%%
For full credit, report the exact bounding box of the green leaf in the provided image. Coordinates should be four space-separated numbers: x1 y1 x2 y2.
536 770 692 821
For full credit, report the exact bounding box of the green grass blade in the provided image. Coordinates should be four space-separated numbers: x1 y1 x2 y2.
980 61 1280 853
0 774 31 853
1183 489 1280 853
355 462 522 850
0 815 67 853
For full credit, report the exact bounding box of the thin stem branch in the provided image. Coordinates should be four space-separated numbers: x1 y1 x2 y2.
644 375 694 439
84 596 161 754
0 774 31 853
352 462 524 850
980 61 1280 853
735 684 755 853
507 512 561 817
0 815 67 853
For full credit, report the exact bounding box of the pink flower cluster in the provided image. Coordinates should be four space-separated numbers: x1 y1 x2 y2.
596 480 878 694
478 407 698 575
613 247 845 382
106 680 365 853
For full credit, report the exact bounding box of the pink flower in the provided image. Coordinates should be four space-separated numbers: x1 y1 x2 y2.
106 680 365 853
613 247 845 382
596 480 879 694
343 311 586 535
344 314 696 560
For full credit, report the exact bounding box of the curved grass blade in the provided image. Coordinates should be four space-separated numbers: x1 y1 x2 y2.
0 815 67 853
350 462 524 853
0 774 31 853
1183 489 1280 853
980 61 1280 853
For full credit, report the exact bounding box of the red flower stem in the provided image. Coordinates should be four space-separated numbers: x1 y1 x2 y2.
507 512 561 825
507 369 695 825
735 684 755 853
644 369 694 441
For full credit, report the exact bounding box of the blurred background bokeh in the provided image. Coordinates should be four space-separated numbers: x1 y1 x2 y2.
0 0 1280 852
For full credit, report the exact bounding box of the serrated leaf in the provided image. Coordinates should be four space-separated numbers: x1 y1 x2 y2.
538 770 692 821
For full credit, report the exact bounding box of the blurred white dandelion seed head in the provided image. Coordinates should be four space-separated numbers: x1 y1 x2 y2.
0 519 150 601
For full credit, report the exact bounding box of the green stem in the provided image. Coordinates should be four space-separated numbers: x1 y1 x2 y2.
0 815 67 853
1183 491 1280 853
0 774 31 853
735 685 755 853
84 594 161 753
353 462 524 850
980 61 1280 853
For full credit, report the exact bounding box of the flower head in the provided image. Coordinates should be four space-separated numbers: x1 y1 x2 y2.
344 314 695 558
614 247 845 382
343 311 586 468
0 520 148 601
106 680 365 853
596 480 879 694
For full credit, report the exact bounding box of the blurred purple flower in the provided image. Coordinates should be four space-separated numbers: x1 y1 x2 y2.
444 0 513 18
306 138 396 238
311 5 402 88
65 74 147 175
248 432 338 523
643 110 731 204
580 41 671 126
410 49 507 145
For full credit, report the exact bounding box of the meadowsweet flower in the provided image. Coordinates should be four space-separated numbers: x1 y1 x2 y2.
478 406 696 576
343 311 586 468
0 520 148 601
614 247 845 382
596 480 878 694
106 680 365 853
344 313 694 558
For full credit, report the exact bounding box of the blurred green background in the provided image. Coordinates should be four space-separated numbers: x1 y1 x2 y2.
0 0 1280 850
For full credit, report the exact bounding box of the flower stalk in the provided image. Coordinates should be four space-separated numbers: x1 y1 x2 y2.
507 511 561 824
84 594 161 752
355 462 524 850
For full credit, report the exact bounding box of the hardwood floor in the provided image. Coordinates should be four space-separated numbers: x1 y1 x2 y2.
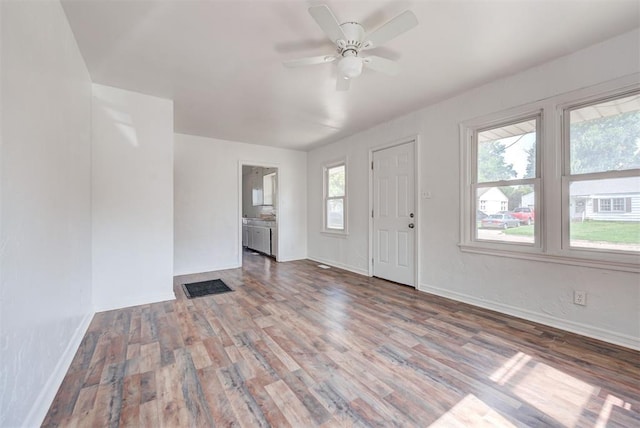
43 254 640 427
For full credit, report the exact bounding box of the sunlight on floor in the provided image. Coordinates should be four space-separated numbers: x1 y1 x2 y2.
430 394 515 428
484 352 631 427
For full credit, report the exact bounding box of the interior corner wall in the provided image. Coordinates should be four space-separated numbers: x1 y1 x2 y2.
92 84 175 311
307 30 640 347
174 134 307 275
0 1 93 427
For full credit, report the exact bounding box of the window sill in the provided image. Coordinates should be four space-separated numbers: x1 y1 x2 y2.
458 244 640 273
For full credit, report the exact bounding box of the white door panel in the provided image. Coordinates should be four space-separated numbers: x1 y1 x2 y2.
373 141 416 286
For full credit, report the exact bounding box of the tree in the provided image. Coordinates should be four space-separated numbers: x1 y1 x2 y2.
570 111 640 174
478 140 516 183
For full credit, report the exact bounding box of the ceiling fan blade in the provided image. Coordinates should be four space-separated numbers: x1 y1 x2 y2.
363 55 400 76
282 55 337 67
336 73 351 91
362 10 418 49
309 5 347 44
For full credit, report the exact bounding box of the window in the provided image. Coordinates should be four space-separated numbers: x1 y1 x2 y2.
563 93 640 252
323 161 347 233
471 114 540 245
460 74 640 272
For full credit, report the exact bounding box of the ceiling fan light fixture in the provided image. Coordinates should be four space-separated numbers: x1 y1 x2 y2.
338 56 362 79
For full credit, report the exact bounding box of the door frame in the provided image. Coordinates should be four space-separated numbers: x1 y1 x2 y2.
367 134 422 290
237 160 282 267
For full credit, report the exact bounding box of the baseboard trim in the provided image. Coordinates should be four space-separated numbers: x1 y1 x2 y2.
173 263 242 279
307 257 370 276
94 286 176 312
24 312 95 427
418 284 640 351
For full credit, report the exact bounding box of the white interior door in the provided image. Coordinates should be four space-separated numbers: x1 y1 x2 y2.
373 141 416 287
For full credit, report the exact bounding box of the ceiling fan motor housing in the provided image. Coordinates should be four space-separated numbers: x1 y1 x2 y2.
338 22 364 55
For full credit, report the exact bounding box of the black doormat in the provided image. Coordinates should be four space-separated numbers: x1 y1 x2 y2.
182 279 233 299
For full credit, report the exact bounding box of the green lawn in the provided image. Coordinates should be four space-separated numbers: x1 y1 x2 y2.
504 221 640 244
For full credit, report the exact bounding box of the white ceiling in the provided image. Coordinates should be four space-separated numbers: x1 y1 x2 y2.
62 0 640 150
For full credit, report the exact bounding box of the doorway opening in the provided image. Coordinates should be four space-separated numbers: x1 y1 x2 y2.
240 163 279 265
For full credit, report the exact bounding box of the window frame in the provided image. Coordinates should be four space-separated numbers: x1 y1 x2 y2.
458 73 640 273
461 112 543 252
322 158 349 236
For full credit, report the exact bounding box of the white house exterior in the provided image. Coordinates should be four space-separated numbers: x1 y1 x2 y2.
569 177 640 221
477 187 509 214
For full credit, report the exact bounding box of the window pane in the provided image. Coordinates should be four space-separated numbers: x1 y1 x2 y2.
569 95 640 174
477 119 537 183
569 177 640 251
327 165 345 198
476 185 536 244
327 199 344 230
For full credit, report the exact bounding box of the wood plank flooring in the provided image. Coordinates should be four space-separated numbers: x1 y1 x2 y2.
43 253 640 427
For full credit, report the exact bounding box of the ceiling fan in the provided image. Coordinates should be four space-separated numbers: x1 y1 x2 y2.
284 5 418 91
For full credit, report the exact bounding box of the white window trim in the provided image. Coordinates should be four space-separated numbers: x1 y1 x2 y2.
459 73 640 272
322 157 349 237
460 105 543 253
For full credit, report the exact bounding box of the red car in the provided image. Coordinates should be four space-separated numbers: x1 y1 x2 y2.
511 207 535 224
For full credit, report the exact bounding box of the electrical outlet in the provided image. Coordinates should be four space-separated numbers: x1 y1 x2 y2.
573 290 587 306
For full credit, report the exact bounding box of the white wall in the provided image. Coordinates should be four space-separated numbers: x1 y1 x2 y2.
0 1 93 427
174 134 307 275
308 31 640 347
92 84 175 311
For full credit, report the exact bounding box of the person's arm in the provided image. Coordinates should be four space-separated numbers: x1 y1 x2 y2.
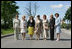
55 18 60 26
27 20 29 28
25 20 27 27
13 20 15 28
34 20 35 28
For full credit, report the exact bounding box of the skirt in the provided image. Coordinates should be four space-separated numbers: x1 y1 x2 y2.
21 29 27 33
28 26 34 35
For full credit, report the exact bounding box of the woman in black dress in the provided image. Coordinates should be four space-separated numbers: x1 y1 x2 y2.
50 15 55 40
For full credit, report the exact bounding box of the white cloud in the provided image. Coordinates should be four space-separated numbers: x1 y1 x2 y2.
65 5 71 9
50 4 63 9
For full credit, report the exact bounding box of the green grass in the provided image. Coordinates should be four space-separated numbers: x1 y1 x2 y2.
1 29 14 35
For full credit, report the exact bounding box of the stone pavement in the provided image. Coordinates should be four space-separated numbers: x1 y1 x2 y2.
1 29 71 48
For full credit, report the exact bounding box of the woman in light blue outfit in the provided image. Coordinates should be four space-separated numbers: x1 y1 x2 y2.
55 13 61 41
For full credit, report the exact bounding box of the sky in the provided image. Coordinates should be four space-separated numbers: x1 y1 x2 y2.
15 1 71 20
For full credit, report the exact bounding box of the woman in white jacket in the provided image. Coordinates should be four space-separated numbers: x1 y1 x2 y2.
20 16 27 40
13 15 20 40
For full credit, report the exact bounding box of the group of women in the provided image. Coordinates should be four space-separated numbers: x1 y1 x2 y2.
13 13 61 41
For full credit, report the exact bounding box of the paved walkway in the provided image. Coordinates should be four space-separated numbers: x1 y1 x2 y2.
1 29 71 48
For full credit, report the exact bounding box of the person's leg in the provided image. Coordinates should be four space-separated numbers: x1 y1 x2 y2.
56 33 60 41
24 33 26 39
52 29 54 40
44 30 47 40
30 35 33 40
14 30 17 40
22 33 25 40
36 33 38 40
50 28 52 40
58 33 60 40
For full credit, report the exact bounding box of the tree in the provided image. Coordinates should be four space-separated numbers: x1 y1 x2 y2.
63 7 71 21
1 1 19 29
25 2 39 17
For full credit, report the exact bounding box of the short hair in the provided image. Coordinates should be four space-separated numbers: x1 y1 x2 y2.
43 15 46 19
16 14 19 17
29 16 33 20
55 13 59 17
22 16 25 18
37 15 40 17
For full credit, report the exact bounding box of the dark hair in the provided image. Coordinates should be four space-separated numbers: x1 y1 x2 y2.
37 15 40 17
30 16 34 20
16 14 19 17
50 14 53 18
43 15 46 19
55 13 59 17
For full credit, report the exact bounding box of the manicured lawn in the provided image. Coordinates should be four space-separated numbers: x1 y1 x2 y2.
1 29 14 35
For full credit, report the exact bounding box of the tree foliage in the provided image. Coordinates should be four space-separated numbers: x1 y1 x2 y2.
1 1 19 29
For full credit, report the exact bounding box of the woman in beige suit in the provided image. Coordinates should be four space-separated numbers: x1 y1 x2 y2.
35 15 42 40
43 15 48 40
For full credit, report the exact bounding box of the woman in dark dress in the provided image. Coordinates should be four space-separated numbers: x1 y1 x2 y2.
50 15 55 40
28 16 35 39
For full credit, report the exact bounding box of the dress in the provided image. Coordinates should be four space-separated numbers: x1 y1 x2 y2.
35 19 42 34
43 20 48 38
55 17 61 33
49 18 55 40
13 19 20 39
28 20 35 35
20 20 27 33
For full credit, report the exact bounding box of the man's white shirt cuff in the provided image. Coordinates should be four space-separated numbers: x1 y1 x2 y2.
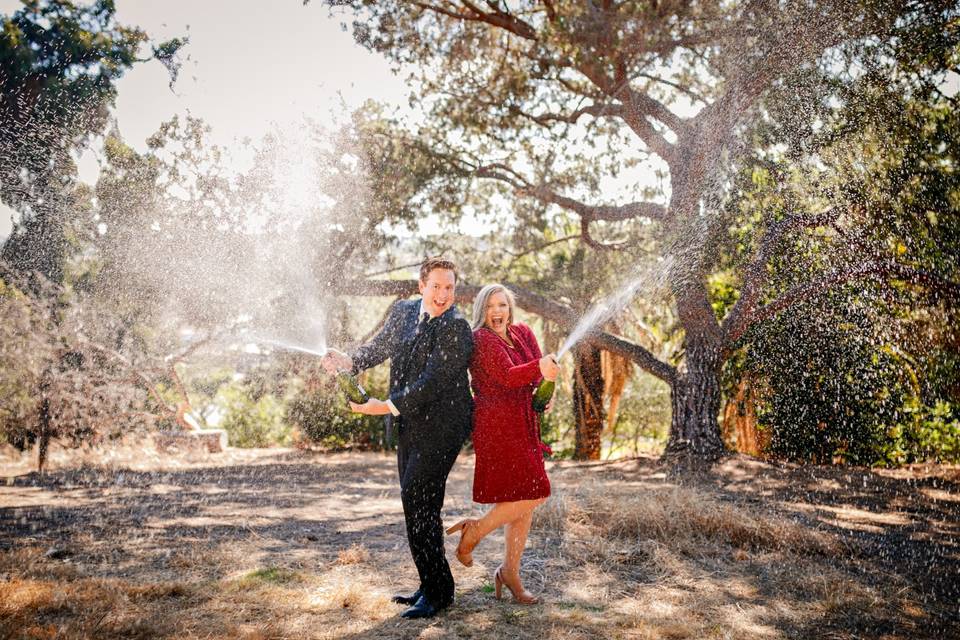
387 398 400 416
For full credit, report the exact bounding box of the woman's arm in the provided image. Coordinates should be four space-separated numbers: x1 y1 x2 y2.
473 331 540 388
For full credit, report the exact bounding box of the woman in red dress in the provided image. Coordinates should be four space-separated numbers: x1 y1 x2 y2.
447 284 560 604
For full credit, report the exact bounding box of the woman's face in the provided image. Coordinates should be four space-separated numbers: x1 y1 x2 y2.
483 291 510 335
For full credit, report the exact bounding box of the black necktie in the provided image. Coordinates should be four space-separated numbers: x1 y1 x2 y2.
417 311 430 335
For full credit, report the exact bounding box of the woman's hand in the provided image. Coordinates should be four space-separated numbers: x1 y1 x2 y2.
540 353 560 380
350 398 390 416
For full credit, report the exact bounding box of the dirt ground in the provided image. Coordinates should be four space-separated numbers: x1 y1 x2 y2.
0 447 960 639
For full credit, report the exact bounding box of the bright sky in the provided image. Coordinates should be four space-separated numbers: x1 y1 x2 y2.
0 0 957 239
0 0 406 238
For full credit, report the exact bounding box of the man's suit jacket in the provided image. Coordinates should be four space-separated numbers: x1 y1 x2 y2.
%%
• Given request
Rewrite everything from the line containing "pink flower in" down to the line containing "344 314 696 560", both lines included, and shift every bounding-box coordinate in the answers up by 98. Leave the item wording unchanged.

• Exercise solution
For full credit, report the exact bounding box of the pink flower in the provided image. Coordinates should be four space-separated numbers: x1 y1 x2 y2.
204 778 463 951
711 345 943 480
694 578 977 792
441 409 684 633
442 412 794 658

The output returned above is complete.